## DATASET RECORDS
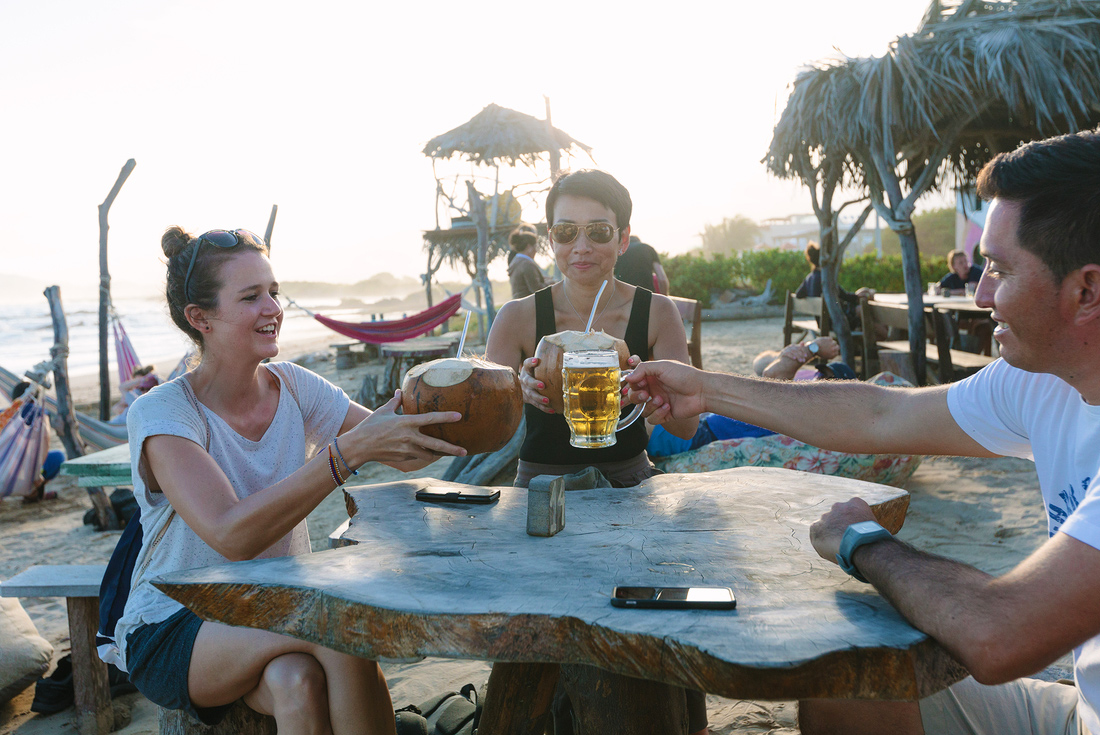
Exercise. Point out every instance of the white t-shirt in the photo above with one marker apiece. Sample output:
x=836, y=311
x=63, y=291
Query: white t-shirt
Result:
x=298, y=429
x=1043, y=418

## EXERCISE BRIEF
Those lines of the records that contain the string "white" should be identified and copied.

## ANSWER SPACE
Exercise. Point out every instance of the white t-shirt in the photo above with one marker apiece. Sample output:
Query: white t-shirt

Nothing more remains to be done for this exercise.